_YOUR TASK_. Reproduce the data below verbatim, from the line containing "Target: red flower" through the end of the data, including both ends.

_AVAILABLE DATA_.
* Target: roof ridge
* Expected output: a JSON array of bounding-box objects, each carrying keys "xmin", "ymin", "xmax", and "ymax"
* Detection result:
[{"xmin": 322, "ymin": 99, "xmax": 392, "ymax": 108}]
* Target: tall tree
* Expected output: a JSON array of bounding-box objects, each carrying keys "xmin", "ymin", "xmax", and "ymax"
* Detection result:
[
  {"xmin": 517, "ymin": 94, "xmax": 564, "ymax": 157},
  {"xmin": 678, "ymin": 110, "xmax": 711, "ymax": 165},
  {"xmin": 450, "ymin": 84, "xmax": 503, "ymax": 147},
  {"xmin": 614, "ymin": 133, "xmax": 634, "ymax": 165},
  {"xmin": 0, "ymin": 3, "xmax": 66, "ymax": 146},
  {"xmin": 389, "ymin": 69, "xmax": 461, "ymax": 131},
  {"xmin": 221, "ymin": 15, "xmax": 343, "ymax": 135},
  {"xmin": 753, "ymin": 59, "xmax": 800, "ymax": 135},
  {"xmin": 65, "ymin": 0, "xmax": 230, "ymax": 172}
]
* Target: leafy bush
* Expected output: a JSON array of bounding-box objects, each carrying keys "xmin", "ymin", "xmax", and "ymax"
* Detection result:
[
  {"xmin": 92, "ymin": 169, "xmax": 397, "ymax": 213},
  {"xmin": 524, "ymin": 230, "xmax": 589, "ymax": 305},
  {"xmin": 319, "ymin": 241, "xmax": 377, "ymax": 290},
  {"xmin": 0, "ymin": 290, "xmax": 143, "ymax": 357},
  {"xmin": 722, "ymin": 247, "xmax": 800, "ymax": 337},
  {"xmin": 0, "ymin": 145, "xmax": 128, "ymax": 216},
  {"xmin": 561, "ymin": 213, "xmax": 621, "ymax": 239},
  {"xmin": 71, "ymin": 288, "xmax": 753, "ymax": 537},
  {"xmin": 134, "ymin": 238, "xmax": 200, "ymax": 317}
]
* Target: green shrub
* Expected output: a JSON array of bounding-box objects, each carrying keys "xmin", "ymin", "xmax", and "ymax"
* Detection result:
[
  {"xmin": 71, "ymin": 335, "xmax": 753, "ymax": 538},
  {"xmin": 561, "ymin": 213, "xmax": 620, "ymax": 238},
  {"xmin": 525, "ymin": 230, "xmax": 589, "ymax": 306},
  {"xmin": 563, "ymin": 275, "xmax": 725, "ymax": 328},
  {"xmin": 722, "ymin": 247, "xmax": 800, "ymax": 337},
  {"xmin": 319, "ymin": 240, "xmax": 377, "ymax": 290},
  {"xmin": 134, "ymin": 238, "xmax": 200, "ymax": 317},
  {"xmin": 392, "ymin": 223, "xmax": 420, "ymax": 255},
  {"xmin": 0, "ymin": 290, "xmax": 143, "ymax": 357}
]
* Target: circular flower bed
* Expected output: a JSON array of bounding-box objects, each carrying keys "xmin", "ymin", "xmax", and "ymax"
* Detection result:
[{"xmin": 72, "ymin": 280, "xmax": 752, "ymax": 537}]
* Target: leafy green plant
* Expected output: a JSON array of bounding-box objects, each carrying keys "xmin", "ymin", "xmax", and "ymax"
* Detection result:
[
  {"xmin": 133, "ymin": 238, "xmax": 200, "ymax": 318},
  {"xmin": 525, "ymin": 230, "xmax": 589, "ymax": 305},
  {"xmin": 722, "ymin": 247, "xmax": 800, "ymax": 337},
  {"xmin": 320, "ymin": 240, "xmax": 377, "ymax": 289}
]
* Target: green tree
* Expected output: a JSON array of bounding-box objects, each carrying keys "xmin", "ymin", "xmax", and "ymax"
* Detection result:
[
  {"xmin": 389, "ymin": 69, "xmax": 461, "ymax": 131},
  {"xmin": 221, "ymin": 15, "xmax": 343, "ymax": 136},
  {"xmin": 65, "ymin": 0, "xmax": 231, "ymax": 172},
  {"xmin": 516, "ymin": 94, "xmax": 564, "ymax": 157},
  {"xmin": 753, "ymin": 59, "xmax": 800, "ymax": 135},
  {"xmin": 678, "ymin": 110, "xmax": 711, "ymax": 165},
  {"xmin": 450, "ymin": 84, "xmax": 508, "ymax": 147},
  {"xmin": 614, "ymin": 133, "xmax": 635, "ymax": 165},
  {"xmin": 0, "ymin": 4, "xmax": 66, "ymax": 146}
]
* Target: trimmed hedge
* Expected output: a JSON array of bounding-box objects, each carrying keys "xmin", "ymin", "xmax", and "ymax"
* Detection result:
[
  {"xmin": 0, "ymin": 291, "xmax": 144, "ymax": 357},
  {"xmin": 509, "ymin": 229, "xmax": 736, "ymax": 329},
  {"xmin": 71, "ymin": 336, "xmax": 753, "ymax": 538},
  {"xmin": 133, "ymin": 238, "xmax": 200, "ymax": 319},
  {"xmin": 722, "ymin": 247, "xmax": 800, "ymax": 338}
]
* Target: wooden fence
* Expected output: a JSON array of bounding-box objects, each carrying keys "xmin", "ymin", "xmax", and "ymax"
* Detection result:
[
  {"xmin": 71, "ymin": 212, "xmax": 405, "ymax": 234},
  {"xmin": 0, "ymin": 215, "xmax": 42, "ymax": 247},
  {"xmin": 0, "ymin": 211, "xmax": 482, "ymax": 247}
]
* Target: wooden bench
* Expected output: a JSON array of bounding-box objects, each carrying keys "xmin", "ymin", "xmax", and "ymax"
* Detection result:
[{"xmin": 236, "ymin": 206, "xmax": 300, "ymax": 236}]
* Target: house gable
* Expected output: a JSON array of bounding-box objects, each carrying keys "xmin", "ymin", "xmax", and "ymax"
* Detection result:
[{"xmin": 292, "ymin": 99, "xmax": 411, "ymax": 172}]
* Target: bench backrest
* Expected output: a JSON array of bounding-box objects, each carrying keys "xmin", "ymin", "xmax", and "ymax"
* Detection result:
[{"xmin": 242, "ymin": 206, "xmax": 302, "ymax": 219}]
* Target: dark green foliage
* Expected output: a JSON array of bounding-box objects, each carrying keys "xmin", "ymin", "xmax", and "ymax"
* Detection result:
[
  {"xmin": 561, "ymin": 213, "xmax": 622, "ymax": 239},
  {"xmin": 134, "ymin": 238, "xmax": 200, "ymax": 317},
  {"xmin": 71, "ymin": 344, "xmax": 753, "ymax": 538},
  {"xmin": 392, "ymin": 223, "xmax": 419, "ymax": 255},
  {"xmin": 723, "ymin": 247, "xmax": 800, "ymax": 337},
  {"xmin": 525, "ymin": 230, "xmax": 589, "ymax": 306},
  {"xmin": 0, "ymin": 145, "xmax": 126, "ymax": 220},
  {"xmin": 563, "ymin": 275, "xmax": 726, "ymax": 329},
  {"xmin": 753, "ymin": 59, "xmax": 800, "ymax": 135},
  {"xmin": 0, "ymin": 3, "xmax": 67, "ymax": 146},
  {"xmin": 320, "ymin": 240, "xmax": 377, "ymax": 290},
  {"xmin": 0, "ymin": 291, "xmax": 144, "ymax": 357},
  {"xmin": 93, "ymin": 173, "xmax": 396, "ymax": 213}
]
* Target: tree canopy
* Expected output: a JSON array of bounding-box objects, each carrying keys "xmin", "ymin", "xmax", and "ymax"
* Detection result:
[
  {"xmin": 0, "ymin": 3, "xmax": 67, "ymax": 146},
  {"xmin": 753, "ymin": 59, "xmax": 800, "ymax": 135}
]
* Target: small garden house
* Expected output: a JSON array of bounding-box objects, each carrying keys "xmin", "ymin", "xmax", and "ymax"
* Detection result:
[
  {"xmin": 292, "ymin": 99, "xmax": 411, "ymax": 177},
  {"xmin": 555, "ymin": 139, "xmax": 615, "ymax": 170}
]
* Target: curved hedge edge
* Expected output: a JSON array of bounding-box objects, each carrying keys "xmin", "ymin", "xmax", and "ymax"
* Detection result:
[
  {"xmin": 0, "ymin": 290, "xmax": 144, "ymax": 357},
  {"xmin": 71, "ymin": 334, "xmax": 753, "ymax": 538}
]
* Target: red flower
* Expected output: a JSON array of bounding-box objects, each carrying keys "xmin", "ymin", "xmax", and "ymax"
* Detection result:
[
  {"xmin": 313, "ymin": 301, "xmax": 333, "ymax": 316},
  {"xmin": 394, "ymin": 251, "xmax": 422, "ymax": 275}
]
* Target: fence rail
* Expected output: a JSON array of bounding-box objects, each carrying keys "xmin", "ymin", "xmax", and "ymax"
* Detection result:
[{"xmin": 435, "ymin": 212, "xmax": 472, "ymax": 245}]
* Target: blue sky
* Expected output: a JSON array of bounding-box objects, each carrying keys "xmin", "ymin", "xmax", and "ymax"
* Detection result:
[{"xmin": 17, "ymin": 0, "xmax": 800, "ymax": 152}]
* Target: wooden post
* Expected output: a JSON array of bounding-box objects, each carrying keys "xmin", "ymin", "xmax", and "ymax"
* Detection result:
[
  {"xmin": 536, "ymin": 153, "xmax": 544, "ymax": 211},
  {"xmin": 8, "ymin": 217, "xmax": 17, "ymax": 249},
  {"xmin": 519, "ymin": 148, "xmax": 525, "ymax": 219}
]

_TASK RESULT_.
* Target: red flower
* Expected output: a JSON array of bounding-box objects, each carrying keys "xmin", "ymin", "xmax", and "ymax"
* Detection result:
[
  {"xmin": 313, "ymin": 301, "xmax": 333, "ymax": 316},
  {"xmin": 394, "ymin": 251, "xmax": 422, "ymax": 275}
]
* Target: fence rail
* Expected output: a JSON array of bounding-box objects, each carrying keys "xmin", "ymin", "xmax", and "ymax"
* Detection result:
[{"xmin": 435, "ymin": 212, "xmax": 472, "ymax": 245}]
* Target: blue sky
* Expected output: a JSON array of bounding-box objects, each carrying keys "xmin", "ymin", "xmax", and "ymax"
* Detection result:
[{"xmin": 17, "ymin": 0, "xmax": 800, "ymax": 152}]
* Target: wooden post
* Expected output: a JSON array of bounding-box objects, each carrying keys "xmin", "ymin", "xmax", and "ymax"
* Detection result:
[
  {"xmin": 536, "ymin": 153, "xmax": 544, "ymax": 211},
  {"xmin": 8, "ymin": 217, "xmax": 17, "ymax": 249},
  {"xmin": 519, "ymin": 148, "xmax": 525, "ymax": 219}
]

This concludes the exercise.